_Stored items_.
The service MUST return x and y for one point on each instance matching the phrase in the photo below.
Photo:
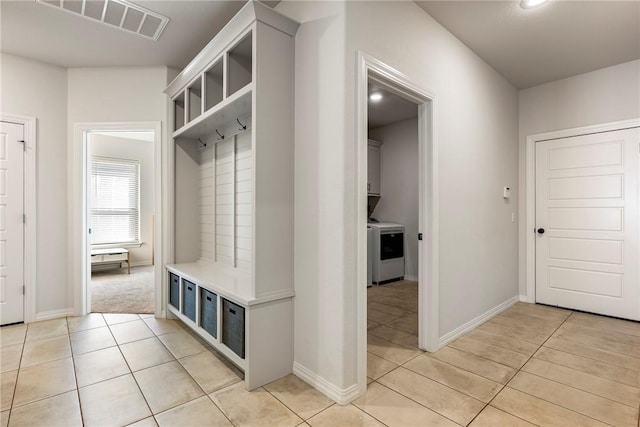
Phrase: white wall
(476, 132)
(399, 185)
(607, 95)
(142, 151)
(39, 90)
(476, 121)
(321, 299)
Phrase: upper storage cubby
(178, 108)
(195, 99)
(232, 190)
(214, 83)
(217, 95)
(239, 65)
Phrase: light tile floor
(530, 365)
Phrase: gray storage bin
(233, 327)
(174, 290)
(209, 312)
(189, 299)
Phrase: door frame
(80, 258)
(428, 285)
(530, 189)
(30, 209)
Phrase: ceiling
(528, 47)
(554, 41)
(58, 37)
(390, 109)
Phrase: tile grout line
(15, 387)
(75, 375)
(205, 394)
(570, 386)
(415, 401)
(129, 366)
(520, 370)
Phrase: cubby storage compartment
(195, 99)
(232, 190)
(189, 299)
(209, 312)
(178, 106)
(239, 65)
(214, 83)
(174, 290)
(233, 327)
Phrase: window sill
(117, 245)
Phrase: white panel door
(11, 223)
(587, 223)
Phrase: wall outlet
(506, 192)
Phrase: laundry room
(393, 170)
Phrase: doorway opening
(120, 201)
(397, 219)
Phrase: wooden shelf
(237, 105)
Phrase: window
(115, 198)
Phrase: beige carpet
(115, 291)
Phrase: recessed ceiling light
(530, 4)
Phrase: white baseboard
(341, 396)
(473, 323)
(53, 314)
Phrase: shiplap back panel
(243, 201)
(234, 201)
(206, 204)
(224, 201)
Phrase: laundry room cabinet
(373, 168)
(232, 179)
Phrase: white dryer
(387, 252)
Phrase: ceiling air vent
(116, 13)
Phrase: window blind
(115, 201)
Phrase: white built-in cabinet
(232, 279)
(373, 168)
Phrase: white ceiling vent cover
(120, 14)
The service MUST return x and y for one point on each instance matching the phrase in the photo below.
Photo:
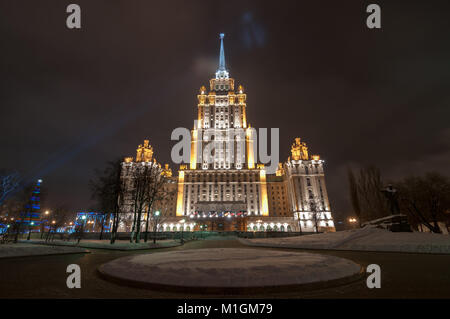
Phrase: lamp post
(155, 224)
(29, 232)
(352, 221)
(43, 223)
(182, 228)
(81, 229)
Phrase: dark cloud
(74, 99)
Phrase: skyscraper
(223, 187)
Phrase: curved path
(403, 276)
(225, 270)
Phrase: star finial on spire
(222, 71)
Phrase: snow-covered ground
(230, 268)
(21, 250)
(105, 244)
(365, 239)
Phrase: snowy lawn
(21, 250)
(105, 244)
(366, 239)
(229, 268)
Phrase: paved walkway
(402, 276)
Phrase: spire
(222, 54)
(222, 71)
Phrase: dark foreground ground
(402, 276)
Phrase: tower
(223, 178)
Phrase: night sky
(72, 100)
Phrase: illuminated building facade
(225, 188)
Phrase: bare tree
(425, 199)
(316, 208)
(160, 213)
(59, 219)
(108, 190)
(159, 194)
(148, 188)
(365, 193)
(353, 186)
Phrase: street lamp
(352, 221)
(182, 228)
(29, 232)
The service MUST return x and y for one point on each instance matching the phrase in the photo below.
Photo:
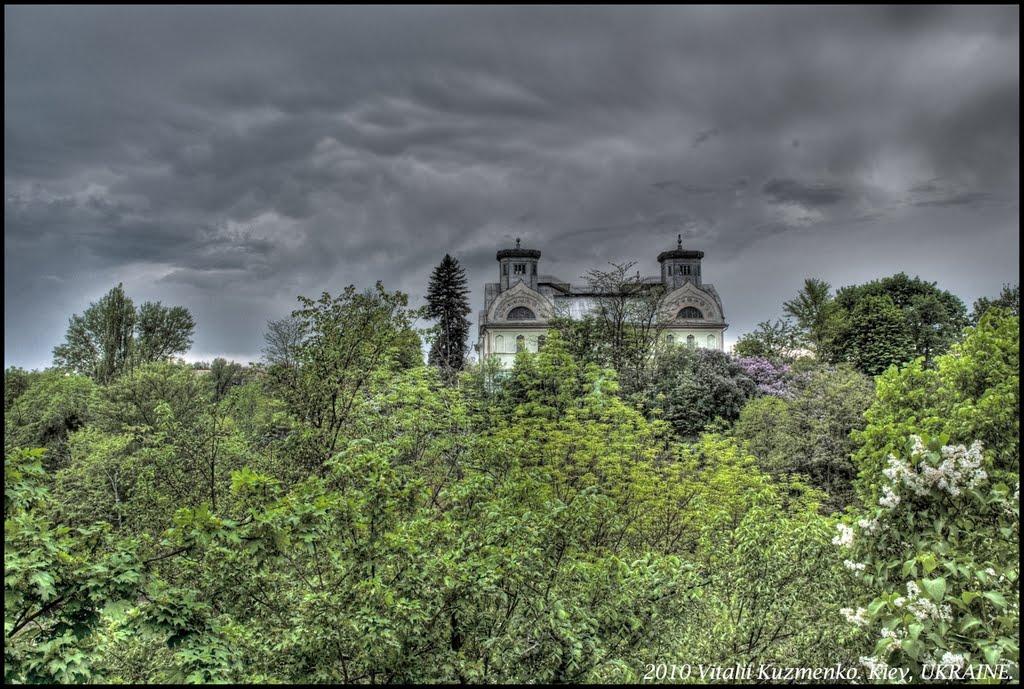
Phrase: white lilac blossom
(845, 536)
(889, 499)
(951, 659)
(875, 665)
(960, 469)
(868, 525)
(921, 607)
(895, 637)
(858, 616)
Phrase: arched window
(521, 313)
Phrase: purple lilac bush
(771, 378)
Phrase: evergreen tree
(449, 305)
(810, 309)
(111, 336)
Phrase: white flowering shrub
(938, 551)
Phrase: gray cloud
(788, 190)
(229, 159)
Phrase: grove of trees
(843, 490)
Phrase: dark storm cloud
(782, 190)
(229, 159)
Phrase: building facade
(517, 308)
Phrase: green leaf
(936, 589)
(996, 598)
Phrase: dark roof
(518, 253)
(679, 253)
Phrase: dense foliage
(346, 514)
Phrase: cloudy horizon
(229, 159)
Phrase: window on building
(521, 313)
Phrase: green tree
(1009, 300)
(224, 375)
(691, 388)
(939, 556)
(810, 309)
(971, 394)
(99, 343)
(162, 332)
(892, 320)
(348, 340)
(775, 341)
(111, 337)
(15, 381)
(448, 303)
(871, 337)
(627, 323)
(809, 432)
(54, 405)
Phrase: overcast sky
(229, 159)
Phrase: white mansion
(516, 308)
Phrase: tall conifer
(449, 305)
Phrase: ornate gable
(689, 295)
(519, 296)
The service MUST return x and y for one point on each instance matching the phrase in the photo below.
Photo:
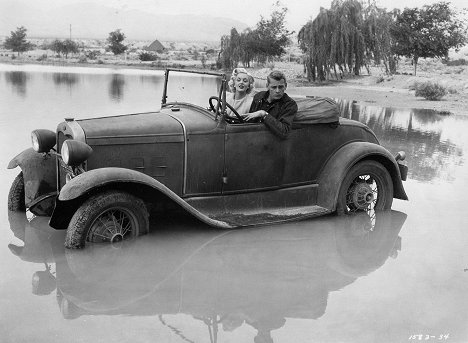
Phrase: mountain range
(95, 21)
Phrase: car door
(254, 158)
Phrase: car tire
(367, 187)
(16, 194)
(109, 217)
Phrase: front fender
(341, 162)
(39, 173)
(79, 189)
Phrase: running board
(268, 216)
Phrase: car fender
(40, 178)
(80, 188)
(343, 159)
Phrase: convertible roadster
(101, 178)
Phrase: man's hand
(249, 116)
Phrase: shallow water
(331, 279)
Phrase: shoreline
(362, 89)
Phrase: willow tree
(429, 32)
(334, 38)
(315, 41)
(377, 27)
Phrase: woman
(241, 86)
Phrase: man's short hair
(276, 75)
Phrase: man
(273, 106)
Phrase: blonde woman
(240, 97)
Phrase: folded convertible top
(316, 110)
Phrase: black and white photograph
(269, 171)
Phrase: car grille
(61, 170)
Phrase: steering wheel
(227, 105)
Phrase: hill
(92, 20)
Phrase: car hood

_Work to complete_.
Each line of the data should be quoted exactly, with pictures left out.

_Solution below_.
The service MUST return x and y for one point on each instance matching the phrase in the photo below.
Photo:
Phrase: white wall
(476, 132)
(399, 185)
(607, 95)
(142, 151)
(39, 90)
(476, 121)
(321, 299)
Phrase: upper storage cubby
(178, 108)
(195, 99)
(232, 190)
(214, 83)
(217, 95)
(239, 65)
Phrase: light tile floor
(530, 365)
Phrase: gray storage bin
(233, 327)
(174, 290)
(209, 312)
(189, 299)
Phrase: door frame
(80, 258)
(428, 285)
(530, 189)
(30, 209)
Phrase: ceiling
(528, 47)
(554, 41)
(58, 37)
(390, 109)
Phrase: tile grout line
(15, 387)
(75, 375)
(205, 394)
(570, 386)
(415, 401)
(129, 366)
(520, 370)
Phrase: cubby storage compartment
(195, 99)
(232, 190)
(189, 299)
(209, 312)
(178, 106)
(239, 65)
(214, 83)
(174, 290)
(233, 327)
Phrase: window sill
(117, 245)
Phrase: white panel door
(11, 223)
(587, 223)
Phrase: wall outlet
(506, 192)
Phrase: laundry room
(393, 170)
Phrase: doorway opening
(120, 201)
(397, 219)
Phrase: wooden shelf
(237, 105)
Phrase: window
(115, 198)
Phrase: beige carpet
(115, 291)
Phrase: recessed ceiling light
(530, 4)
Phrase: white baseboard
(341, 396)
(473, 323)
(53, 314)
Phrase: shiplap back panel
(243, 201)
(234, 201)
(206, 204)
(224, 201)
Phrase: laundry room cabinet
(373, 168)
(232, 179)
Phrase: white dryer
(387, 252)
Phrase: ceiling air vent
(116, 13)
Phrase: window blind
(115, 201)
Phrase: white built-in cabinet
(232, 279)
(373, 168)
Phrase: white ceiling vent cover
(120, 14)
The service MUST return x and y for one point on each instance matching the phrase in the photo below.
Photo:
Phrase: lamp post
(155, 224)
(29, 232)
(352, 221)
(43, 223)
(182, 228)
(81, 229)
Phrase: dark cloud
(74, 99)
Phrase: skyscraper
(223, 187)
Phrase: curved path
(403, 276)
(225, 270)
Phrase: star finial on spire
(222, 71)
Phrase: snow-covered ground
(230, 268)
(21, 250)
(105, 244)
(365, 239)
Phrase: snowy lawn
(21, 250)
(105, 244)
(366, 239)
(229, 268)
Phrase: paved walkway
(402, 276)
Phrase: spire
(222, 54)
(222, 71)
Phrase: dark foreground ground
(402, 276)
Phrase: tower
(223, 178)
Phrase: night sky
(72, 100)
Phrase: illuminated building facade
(225, 188)
Phrase: bare tree
(425, 199)
(316, 208)
(160, 213)
(59, 219)
(108, 190)
(159, 194)
(148, 188)
(365, 193)
(353, 186)
Phrase: street lamp
(352, 221)
(182, 228)
(29, 232)
The service MUST return x and y for one point on each instance matching the phrase in the photo below.
Photo:
Phrase: white lilac blossom
(845, 536)
(889, 499)
(951, 659)
(875, 665)
(960, 469)
(868, 525)
(921, 607)
(895, 637)
(858, 616)
Phrase: arched window
(521, 313)
Phrase: purple lilac bush
(771, 378)
Phrase: evergreen tree
(449, 305)
(810, 309)
(111, 336)
Phrase: white flowering shrub
(938, 551)
Phrase: gray cloud
(788, 190)
(229, 159)
Phrase: grove of trees
(843, 490)
Phrase: dark storm cloud
(782, 190)
(229, 159)
Phrase: building facade
(517, 308)
Phrase: green leaf
(936, 589)
(996, 598)
Phrase: dark roof
(518, 253)
(679, 253)
Phrase: dense foliage
(346, 514)
Phrase: cloudy horizon
(229, 159)
Phrase: window on building
(521, 313)
Phrase: green tree
(1009, 300)
(224, 375)
(691, 388)
(939, 556)
(810, 309)
(971, 394)
(99, 343)
(162, 332)
(892, 320)
(348, 340)
(775, 341)
(111, 337)
(15, 381)
(448, 303)
(871, 337)
(627, 323)
(809, 432)
(54, 405)
Phrase: overcast sky
(229, 159)
Phrase: white mansion
(516, 308)
Phrase: tall conifer
(449, 305)
Phrase: ornate gable
(689, 295)
(519, 296)
The service MUST return x and y for one point on each instance matching the phrase in the photo below.
Photo:
Phrase: mountain range
(95, 21)
Phrase: car door
(254, 158)
Phrase: car tire
(367, 187)
(16, 194)
(109, 217)
Phrase: front fender
(341, 162)
(39, 173)
(79, 189)
Phrase: running board
(268, 216)
Phrase: car fender
(40, 178)
(80, 188)
(343, 159)
Phrase: convertible roadster
(101, 178)
Phrase: man's hand
(249, 116)
Phrase: shallow water
(331, 279)
Phrase: shoreline
(362, 89)
Phrase: willow tree
(429, 32)
(334, 38)
(315, 41)
(377, 27)
Phrase: woman
(241, 86)
Phrase: man's short hair
(276, 75)
Phrase: man
(273, 106)
Phrase: blonde woman
(240, 97)
Phrase: folded convertible top
(316, 110)
Phrase: black and white photograph
(269, 171)
Phrase: car grille
(61, 170)
Phrase: steering wheel
(227, 105)
Phrase: hill
(92, 20)
Phrase: car hood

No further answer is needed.